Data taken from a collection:
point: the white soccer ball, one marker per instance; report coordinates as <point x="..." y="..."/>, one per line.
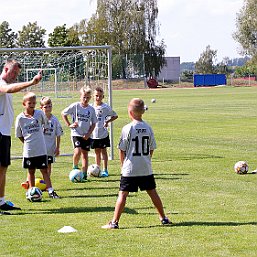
<point x="241" y="167"/>
<point x="34" y="194"/>
<point x="76" y="176"/>
<point x="93" y="170"/>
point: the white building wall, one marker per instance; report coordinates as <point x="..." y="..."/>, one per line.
<point x="171" y="71"/>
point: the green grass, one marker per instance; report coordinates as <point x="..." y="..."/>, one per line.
<point x="201" y="133"/>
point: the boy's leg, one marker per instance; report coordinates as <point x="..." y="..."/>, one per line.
<point x="84" y="160"/>
<point x="119" y="207"/>
<point x="157" y="202"/>
<point x="105" y="159"/>
<point x="31" y="177"/>
<point x="49" y="188"/>
<point x="76" y="156"/>
<point x="98" y="156"/>
<point x="2" y="180"/>
<point x="49" y="169"/>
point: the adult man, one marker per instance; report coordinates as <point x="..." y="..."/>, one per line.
<point x="8" y="86"/>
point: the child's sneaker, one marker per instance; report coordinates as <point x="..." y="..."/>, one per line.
<point x="25" y="185"/>
<point x="111" y="225"/>
<point x="104" y="174"/>
<point x="54" y="195"/>
<point x="8" y="207"/>
<point x="166" y="221"/>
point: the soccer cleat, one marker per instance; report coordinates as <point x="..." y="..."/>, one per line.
<point x="111" y="225"/>
<point x="7" y="207"/>
<point x="25" y="185"/>
<point x="53" y="195"/>
<point x="166" y="221"/>
<point x="5" y="213"/>
<point x="104" y="174"/>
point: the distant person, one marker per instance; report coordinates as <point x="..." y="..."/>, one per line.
<point x="100" y="137"/>
<point x="52" y="133"/>
<point x="8" y="86"/>
<point x="83" y="120"/>
<point x="136" y="147"/>
<point x="29" y="129"/>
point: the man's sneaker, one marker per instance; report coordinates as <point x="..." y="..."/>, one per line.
<point x="104" y="174"/>
<point x="166" y="221"/>
<point x="7" y="207"/>
<point x="54" y="195"/>
<point x="111" y="225"/>
<point x="25" y="185"/>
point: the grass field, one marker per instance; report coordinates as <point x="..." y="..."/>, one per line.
<point x="201" y="133"/>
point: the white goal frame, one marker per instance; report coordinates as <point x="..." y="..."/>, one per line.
<point x="10" y="53"/>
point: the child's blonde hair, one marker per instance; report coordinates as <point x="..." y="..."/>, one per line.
<point x="137" y="106"/>
<point x="45" y="100"/>
<point x="28" y="96"/>
<point x="85" y="90"/>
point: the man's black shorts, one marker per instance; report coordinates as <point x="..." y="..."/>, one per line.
<point x="131" y="184"/>
<point x="5" y="150"/>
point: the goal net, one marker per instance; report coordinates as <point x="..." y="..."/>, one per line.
<point x="65" y="70"/>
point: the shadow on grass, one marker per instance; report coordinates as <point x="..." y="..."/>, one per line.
<point x="196" y="223"/>
<point x="214" y="223"/>
<point x="191" y="157"/>
<point x="75" y="210"/>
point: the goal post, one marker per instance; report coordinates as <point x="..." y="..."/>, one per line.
<point x="66" y="70"/>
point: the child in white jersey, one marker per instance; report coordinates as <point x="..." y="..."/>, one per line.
<point x="52" y="132"/>
<point x="82" y="125"/>
<point x="100" y="136"/>
<point x="28" y="128"/>
<point x="136" y="147"/>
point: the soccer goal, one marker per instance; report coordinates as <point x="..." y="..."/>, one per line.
<point x="65" y="70"/>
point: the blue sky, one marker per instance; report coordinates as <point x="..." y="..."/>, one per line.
<point x="187" y="27"/>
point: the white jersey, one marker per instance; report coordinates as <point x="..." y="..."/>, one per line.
<point x="32" y="131"/>
<point x="103" y="113"/>
<point x="137" y="139"/>
<point x="52" y="129"/>
<point x="6" y="111"/>
<point x="85" y="116"/>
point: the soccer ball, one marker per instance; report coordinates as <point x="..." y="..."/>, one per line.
<point x="40" y="183"/>
<point x="34" y="194"/>
<point x="76" y="176"/>
<point x="93" y="170"/>
<point x="241" y="167"/>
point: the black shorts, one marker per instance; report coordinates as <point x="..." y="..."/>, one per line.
<point x="5" y="150"/>
<point x="131" y="184"/>
<point x="81" y="142"/>
<point x="38" y="162"/>
<point x="50" y="159"/>
<point x="100" y="143"/>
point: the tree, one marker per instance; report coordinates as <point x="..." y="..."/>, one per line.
<point x="205" y="64"/>
<point x="130" y="26"/>
<point x="246" y="24"/>
<point x="7" y="37"/>
<point x="62" y="36"/>
<point x="31" y="35"/>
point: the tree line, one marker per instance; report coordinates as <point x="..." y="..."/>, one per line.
<point x="129" y="26"/>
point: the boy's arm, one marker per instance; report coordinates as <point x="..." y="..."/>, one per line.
<point x="91" y="128"/>
<point x="57" y="149"/>
<point x="16" y="87"/>
<point x="121" y="156"/>
<point x="110" y="120"/>
<point x="21" y="139"/>
<point x="67" y="122"/>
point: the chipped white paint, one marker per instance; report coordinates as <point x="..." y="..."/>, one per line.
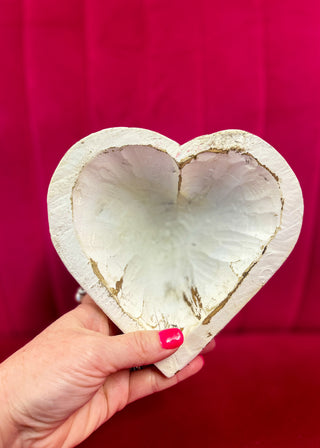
<point x="165" y="235"/>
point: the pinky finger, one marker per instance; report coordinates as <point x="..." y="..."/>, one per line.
<point x="150" y="380"/>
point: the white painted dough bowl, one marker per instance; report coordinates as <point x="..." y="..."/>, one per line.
<point x="162" y="235"/>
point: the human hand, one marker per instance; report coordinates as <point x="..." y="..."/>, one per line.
<point x="75" y="375"/>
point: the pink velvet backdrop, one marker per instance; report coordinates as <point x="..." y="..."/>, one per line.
<point x="181" y="68"/>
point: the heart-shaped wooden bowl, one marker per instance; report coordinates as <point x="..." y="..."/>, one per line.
<point x="162" y="235"/>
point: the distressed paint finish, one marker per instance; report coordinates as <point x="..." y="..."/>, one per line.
<point x="182" y="173"/>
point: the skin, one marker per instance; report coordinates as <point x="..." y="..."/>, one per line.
<point x="70" y="379"/>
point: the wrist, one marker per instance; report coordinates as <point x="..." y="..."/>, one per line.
<point x="9" y="434"/>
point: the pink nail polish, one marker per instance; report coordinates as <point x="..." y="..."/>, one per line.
<point x="171" y="338"/>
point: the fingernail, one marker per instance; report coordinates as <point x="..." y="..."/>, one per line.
<point x="171" y="338"/>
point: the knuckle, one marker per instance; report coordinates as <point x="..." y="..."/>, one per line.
<point x="142" y="345"/>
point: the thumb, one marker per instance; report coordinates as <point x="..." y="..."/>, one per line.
<point x="141" y="348"/>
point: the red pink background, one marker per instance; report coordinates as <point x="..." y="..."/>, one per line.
<point x="182" y="68"/>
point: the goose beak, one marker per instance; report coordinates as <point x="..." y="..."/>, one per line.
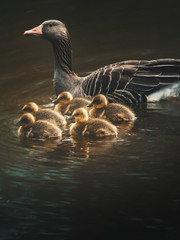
<point x="20" y="111"/>
<point x="37" y="31"/>
<point x="55" y="101"/>
<point x="71" y="117"/>
<point x="17" y="123"/>
<point x="90" y="105"/>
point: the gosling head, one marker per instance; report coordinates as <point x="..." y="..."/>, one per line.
<point x="30" y="107"/>
<point x="99" y="101"/>
<point x="63" y="98"/>
<point x="26" y="120"/>
<point x="80" y="115"/>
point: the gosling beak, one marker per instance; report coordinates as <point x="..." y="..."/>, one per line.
<point x="37" y="31"/>
<point x="90" y="104"/>
<point x="71" y="117"/>
<point x="55" y="101"/>
<point x="20" y="111"/>
<point x="17" y="123"/>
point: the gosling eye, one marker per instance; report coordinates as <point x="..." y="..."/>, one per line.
<point x="24" y="120"/>
<point x="50" y="25"/>
<point x="27" y="109"/>
<point x="96" y="101"/>
<point x="61" y="98"/>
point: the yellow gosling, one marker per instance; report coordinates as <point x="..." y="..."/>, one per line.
<point x="44" y="114"/>
<point x="41" y="129"/>
<point x="66" y="104"/>
<point x="90" y="127"/>
<point x="113" y="112"/>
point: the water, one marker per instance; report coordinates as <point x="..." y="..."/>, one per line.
<point x="78" y="188"/>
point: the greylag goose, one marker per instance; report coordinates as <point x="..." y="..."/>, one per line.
<point x="129" y="82"/>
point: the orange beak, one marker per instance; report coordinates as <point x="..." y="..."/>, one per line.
<point x="37" y="31"/>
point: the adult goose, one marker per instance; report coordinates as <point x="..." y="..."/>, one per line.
<point x="130" y="82"/>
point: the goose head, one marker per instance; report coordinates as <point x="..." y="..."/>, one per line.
<point x="30" y="107"/>
<point x="63" y="98"/>
<point x="52" y="30"/>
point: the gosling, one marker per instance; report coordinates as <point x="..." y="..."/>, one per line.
<point x="113" y="112"/>
<point x="41" y="129"/>
<point x="66" y="104"/>
<point x="44" y="114"/>
<point x="90" y="127"/>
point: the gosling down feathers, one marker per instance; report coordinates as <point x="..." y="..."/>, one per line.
<point x="90" y="127"/>
<point x="129" y="82"/>
<point x="113" y="112"/>
<point x="29" y="128"/>
<point x="44" y="114"/>
<point x="66" y="104"/>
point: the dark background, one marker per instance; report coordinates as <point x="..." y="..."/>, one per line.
<point x="120" y="188"/>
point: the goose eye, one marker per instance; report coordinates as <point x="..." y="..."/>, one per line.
<point x="51" y="24"/>
<point x="61" y="98"/>
<point x="27" y="109"/>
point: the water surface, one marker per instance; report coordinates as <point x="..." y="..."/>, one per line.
<point x="78" y="188"/>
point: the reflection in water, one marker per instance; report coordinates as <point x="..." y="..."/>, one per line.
<point x="87" y="188"/>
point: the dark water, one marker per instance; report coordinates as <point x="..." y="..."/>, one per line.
<point x="80" y="189"/>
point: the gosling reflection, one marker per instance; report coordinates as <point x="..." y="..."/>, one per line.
<point x="85" y="148"/>
<point x="124" y="128"/>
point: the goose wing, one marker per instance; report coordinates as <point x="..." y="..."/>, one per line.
<point x="132" y="81"/>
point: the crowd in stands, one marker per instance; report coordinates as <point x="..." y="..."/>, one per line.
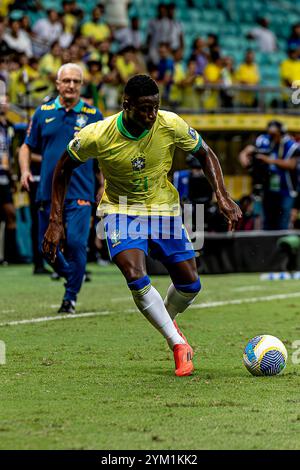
<point x="111" y="47"/>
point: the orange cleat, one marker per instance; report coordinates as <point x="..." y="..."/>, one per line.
<point x="183" y="360"/>
<point x="183" y="337"/>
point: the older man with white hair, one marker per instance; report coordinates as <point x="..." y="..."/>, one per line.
<point x="52" y="127"/>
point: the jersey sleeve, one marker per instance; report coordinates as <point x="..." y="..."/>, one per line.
<point x="186" y="138"/>
<point x="84" y="146"/>
<point x="34" y="137"/>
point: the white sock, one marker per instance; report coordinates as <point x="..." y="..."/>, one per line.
<point x="151" y="305"/>
<point x="177" y="301"/>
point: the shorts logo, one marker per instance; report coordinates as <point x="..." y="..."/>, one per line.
<point x="81" y="120"/>
<point x="75" y="144"/>
<point x="115" y="238"/>
<point x="193" y="133"/>
<point x="49" y="120"/>
<point x="138" y="162"/>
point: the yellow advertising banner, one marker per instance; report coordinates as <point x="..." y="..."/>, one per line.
<point x="239" y="122"/>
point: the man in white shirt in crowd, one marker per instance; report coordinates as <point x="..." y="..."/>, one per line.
<point x="49" y="29"/>
<point x="265" y="38"/>
<point x="16" y="38"/>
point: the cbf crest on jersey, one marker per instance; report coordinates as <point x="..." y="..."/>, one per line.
<point x="193" y="133"/>
<point x="81" y="120"/>
<point x="138" y="162"/>
<point x="75" y="144"/>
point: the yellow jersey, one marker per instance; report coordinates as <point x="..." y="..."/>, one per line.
<point x="136" y="168"/>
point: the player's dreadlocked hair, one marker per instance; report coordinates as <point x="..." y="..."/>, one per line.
<point x="141" y="85"/>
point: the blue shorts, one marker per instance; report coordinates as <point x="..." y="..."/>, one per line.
<point x="164" y="238"/>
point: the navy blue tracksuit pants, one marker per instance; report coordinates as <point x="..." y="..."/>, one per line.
<point x="72" y="262"/>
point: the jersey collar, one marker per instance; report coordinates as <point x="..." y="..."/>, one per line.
<point x="76" y="108"/>
<point x="124" y="131"/>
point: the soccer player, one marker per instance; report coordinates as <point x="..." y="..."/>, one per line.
<point x="53" y="125"/>
<point x="135" y="150"/>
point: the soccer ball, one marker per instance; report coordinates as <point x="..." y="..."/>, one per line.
<point x="265" y="355"/>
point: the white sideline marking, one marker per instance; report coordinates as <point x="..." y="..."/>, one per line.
<point x="248" y="288"/>
<point x="220" y="303"/>
<point x="266" y="298"/>
<point x="56" y="317"/>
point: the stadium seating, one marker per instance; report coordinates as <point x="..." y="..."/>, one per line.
<point x="231" y="20"/>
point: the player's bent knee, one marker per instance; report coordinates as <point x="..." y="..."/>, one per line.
<point x="132" y="273"/>
<point x="140" y="286"/>
<point x="191" y="288"/>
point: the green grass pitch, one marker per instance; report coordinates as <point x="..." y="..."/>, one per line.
<point x="107" y="381"/>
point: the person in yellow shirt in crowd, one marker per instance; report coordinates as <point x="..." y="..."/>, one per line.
<point x="96" y="29"/>
<point x="51" y="62"/>
<point x="247" y="74"/>
<point x="212" y="75"/>
<point x="70" y="19"/>
<point x="27" y="76"/>
<point x="127" y="64"/>
<point x="192" y="98"/>
<point x="176" y="90"/>
<point x="290" y="68"/>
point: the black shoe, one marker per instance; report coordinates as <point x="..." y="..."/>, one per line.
<point x="67" y="306"/>
<point x="41" y="270"/>
<point x="87" y="278"/>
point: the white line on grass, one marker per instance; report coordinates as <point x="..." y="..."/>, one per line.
<point x="220" y="303"/>
<point x="266" y="298"/>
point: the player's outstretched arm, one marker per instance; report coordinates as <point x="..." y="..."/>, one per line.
<point x="213" y="173"/>
<point x="55" y="231"/>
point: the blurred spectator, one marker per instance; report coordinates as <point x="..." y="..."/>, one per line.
<point x="129" y="36"/>
<point x="76" y="54"/>
<point x="111" y="81"/>
<point x="105" y="56"/>
<point x="4" y="47"/>
<point x="212" y="43"/>
<point x="126" y="64"/>
<point x="116" y="13"/>
<point x="247" y="74"/>
<point x="48" y="30"/>
<point x="7" y="209"/>
<point x="199" y="54"/>
<point x="294" y="39"/>
<point x="249" y="218"/>
<point x="165" y="69"/>
<point x="193" y="187"/>
<point x="16" y="38"/>
<point x="192" y="97"/>
<point x="227" y="75"/>
<point x="96" y="29"/>
<point x="69" y="18"/>
<point x="175" y="39"/>
<point x="212" y="75"/>
<point x="290" y="68"/>
<point x="50" y="63"/>
<point x="265" y="38"/>
<point x="176" y="90"/>
<point x="277" y="189"/>
<point x="158" y="31"/>
<point x="93" y="87"/>
<point x="26" y="83"/>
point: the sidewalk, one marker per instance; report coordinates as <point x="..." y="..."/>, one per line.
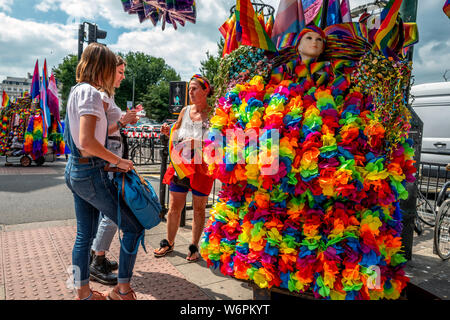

Exercise directions: List each line of the records above that contains the word "shirt".

Completed task:
point: the man in white shirt in crowd, one marker per instance; report coordinates as <point x="..." y="..."/>, one per line.
point: the person in yellow shirt in crowd, one marker per instance; report coordinates as <point x="..." y="..."/>, one per line.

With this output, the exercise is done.